> _TO DO_
Carry on the article below about the Fifth Circuit's OCSLA versus maritime tort jurisdiction test, starting after its last sentence.

Petronius To Petrobras – Fifth Circuit Reaffirms Test For Ocsla Versus Maritime Tort Jurisdiction

by Baker Donelson

In 2006, the Fifth Circuit issued a landmark controversial opinion in Texaco Exploration & Production, Inc. v. AmClyde Engineered Products Co., 448 F.3d 760, 770 (5th Cir.) amended on reh’g, 453 F.3d 652 (5th Cir. 2006). The case concerned the loss of the 3,605 ton, $70 million South Deck Module of Texaco’s compliant tower Petronius platform (then the tallest man-made structure in the world, from seafloor to above-surface platform height) due to failure of a wire rope component during transfer of the module from a deck barge via a barge-mounted crane. Despite the fact that the operation involved the use of two vessels and the crane-assisted movement of the South Deck Module over water in the middle of the Gulf of Mexico, the Fifth Circuit held that admiralty tort jurisdiction did not apply, and that the incident fell within the exclusive jurisdiction of the Outer Continental Shelf Lands Act (“OCSLA”). Accordingly, the case was remanded for a jury trial (after a prior improvidently conducted bench trial in admiralty) pursuant to the law of Alabama (the state adjacent to the platform site), instead of general maritime law.

> _Rows from a pointing dataset_
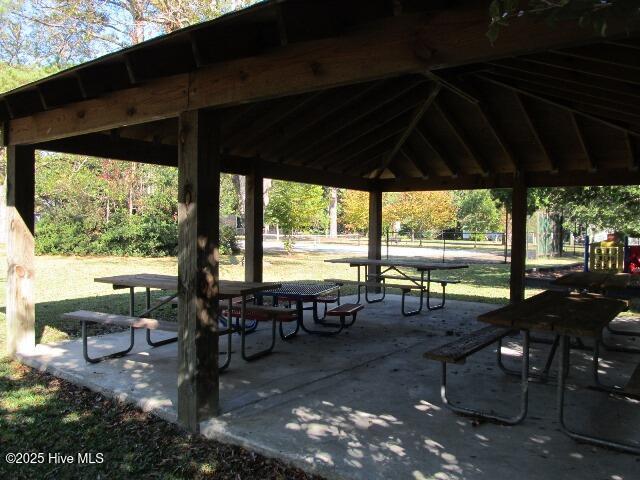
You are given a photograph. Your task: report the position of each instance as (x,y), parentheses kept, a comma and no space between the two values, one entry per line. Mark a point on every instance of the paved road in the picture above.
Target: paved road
(468,255)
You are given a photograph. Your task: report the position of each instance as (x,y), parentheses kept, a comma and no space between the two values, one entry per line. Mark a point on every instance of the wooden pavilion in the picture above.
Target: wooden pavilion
(375,95)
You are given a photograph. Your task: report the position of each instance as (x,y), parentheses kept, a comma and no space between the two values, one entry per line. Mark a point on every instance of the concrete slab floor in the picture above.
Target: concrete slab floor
(366,405)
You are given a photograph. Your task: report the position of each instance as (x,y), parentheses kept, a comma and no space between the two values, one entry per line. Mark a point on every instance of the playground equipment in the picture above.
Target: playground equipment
(612,255)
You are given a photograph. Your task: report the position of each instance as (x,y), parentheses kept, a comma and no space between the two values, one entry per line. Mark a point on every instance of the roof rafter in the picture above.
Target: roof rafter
(466,143)
(583,143)
(444,158)
(535,132)
(416,117)
(561,105)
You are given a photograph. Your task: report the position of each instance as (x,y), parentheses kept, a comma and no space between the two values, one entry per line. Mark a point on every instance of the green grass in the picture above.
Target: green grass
(39,413)
(65,284)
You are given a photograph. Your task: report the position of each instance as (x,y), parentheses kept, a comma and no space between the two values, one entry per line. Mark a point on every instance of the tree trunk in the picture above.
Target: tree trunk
(333,212)
(557,234)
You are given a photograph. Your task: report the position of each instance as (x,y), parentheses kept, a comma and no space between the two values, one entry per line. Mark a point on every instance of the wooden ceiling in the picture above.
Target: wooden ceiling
(562,115)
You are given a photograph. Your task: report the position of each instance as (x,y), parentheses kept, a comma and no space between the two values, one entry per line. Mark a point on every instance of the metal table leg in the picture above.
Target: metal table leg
(294,332)
(540,377)
(582,437)
(524,398)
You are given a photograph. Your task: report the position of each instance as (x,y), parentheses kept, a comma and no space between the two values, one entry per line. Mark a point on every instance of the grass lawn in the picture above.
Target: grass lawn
(39,413)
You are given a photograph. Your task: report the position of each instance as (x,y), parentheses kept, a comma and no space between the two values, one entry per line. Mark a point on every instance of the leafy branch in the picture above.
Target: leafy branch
(594,13)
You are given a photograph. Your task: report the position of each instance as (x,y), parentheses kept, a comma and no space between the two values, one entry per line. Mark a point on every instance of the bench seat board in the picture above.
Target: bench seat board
(633,386)
(122,320)
(345,309)
(458,350)
(376,285)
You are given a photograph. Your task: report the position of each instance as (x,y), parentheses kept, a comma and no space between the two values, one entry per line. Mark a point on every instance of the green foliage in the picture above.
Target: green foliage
(478,211)
(296,207)
(228,240)
(594,13)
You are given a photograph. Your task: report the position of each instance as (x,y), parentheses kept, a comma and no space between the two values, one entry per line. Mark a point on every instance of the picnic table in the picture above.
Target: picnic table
(611,284)
(617,285)
(566,315)
(391,269)
(228,289)
(300,293)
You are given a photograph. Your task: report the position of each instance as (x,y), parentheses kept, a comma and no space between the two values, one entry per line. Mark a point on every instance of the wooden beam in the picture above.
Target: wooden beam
(583,143)
(418,113)
(198,258)
(440,78)
(116,148)
(195,50)
(560,105)
(375,229)
(536,133)
(617,105)
(607,72)
(380,119)
(566,178)
(518,238)
(443,183)
(295,174)
(19,220)
(387,48)
(410,156)
(339,99)
(253,228)
(568,78)
(437,149)
(633,159)
(260,127)
(349,117)
(466,143)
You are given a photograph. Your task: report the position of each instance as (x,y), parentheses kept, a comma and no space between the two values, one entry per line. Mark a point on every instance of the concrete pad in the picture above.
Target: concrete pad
(366,405)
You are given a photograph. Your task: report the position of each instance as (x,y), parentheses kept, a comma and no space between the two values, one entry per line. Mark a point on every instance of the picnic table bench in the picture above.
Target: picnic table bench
(228,290)
(566,315)
(390,269)
(457,352)
(86,317)
(616,285)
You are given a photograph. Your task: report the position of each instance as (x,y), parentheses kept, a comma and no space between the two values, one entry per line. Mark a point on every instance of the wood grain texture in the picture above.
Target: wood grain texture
(20,249)
(227,288)
(253,227)
(198,279)
(458,350)
(518,238)
(559,312)
(633,385)
(121,320)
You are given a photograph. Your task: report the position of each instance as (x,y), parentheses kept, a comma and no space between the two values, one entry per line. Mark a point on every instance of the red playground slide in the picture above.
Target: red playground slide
(634,260)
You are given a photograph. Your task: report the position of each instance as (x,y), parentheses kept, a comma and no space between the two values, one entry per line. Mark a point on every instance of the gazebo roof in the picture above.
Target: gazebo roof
(361,94)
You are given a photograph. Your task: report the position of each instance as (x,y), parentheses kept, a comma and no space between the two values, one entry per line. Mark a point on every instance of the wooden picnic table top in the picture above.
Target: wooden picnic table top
(418,265)
(564,313)
(228,288)
(599,281)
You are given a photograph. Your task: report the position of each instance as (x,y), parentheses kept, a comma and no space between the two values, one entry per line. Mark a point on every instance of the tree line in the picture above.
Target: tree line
(87,205)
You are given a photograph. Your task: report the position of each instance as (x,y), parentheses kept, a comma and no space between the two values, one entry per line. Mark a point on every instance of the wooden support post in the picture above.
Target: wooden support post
(198,256)
(518,238)
(375,228)
(253,227)
(20,249)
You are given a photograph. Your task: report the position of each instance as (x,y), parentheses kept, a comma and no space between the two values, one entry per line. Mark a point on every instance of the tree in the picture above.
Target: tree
(478,212)
(354,214)
(295,207)
(333,212)
(594,13)
(66,32)
(420,212)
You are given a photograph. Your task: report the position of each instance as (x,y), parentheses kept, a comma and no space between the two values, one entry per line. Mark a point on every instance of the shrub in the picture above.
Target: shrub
(228,240)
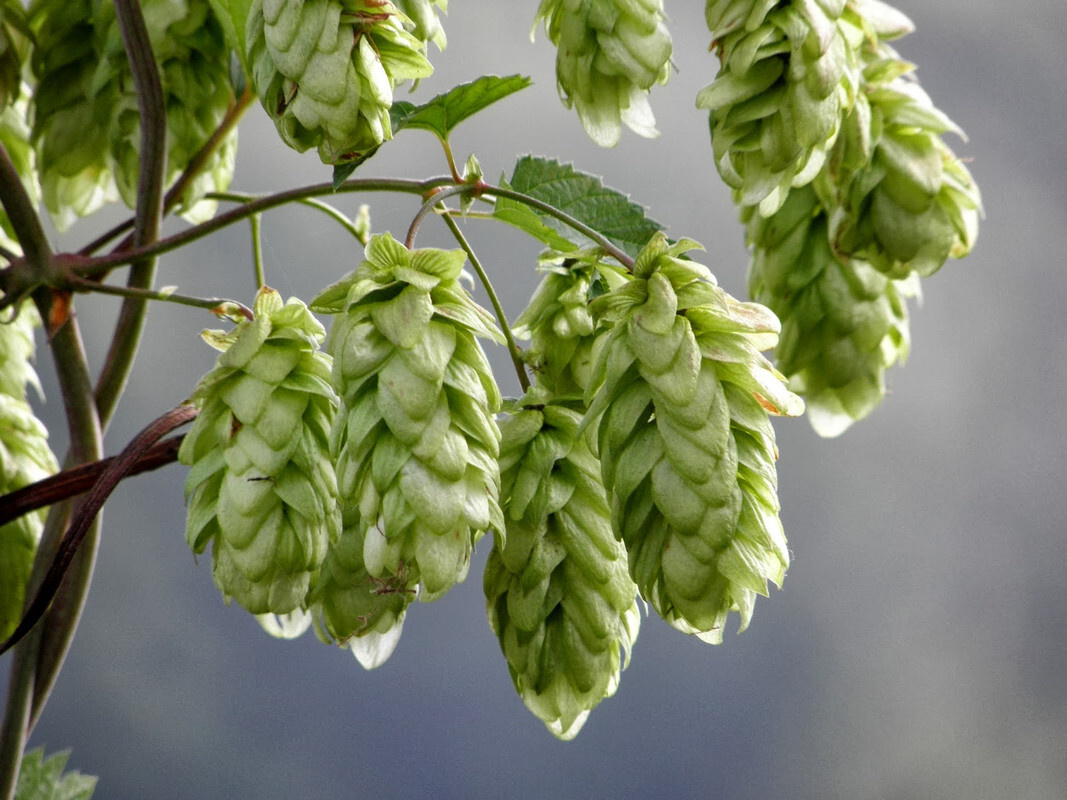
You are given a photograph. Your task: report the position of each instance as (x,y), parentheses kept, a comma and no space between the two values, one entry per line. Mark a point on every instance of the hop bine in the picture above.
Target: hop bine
(609,54)
(261,485)
(559,596)
(415,441)
(680,401)
(325,70)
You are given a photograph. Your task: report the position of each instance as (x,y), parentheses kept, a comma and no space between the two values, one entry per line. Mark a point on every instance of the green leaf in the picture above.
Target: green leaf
(447,110)
(583,196)
(43,779)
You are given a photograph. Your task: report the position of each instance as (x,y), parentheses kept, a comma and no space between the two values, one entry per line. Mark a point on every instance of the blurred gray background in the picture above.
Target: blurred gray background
(919,648)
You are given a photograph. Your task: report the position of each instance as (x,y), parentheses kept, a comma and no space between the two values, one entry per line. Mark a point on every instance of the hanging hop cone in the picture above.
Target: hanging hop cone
(355,609)
(789,75)
(844,322)
(559,325)
(261,486)
(558,592)
(415,441)
(25,459)
(193,62)
(325,69)
(901,200)
(608,54)
(680,397)
(425,25)
(72,117)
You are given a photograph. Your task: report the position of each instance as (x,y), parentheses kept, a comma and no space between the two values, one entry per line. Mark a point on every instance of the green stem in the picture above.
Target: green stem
(513,349)
(211,304)
(94,267)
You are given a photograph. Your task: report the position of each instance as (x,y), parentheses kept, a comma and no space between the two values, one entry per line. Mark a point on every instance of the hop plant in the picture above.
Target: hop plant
(844,322)
(193,61)
(261,485)
(901,200)
(680,397)
(325,70)
(559,325)
(72,116)
(559,595)
(609,54)
(415,441)
(789,75)
(25,459)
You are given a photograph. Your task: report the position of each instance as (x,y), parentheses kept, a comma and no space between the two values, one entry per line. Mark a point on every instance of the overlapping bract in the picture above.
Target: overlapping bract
(86,124)
(559,595)
(415,441)
(25,459)
(325,69)
(609,54)
(261,486)
(876,200)
(681,395)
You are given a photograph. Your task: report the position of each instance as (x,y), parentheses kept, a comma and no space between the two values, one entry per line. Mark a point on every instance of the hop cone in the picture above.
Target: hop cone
(425,24)
(325,70)
(193,61)
(354,608)
(789,75)
(25,459)
(415,441)
(558,592)
(902,200)
(72,116)
(682,396)
(844,322)
(609,53)
(560,328)
(261,486)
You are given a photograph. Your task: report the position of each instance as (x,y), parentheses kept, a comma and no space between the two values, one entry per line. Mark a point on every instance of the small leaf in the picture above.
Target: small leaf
(580,195)
(447,110)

> _ANSWER TO THIS PROBLEM_
The Fifth Circuit has reaffirmed its controversial analysis from the Petronius case in its March 7, 2016 decision in Petrobras America, Inc. v. Vicinay Cadenas, S.A., 2016 WL 876577 14-20589. — F.3d (5th Cir. Mar. 7, 2016), an equally high-stakes matter involving the $400 million loss of certain support equipment for a Floating Production Storage and Offloading (“FPSO”) facility in the Gulf of Mexico. As in AmClyde, the incident at issue in Petrobras did not give rise to admiralty jurisdiction, notwithstanding that the incident actually occurred underwater in the Gulf of Mexico. While these two decisions denying admiralty jurisdiction would no doubt leave even the proverbial “three men in the tub” and Jonah in his whale perplexed (Lozman v. City of Riviera Beach, Fla., 133 S. Ct. 735, 740, 184 L. Ed. 2d 604 (2013)), the stark simplicity of the analysis is ultimately compelling, although it derives from a notoriously self-fulfilling, Goldilocks-like approach to defining the contours of the incident as part of the admiralty/OCSLA jurisdictional inquiry.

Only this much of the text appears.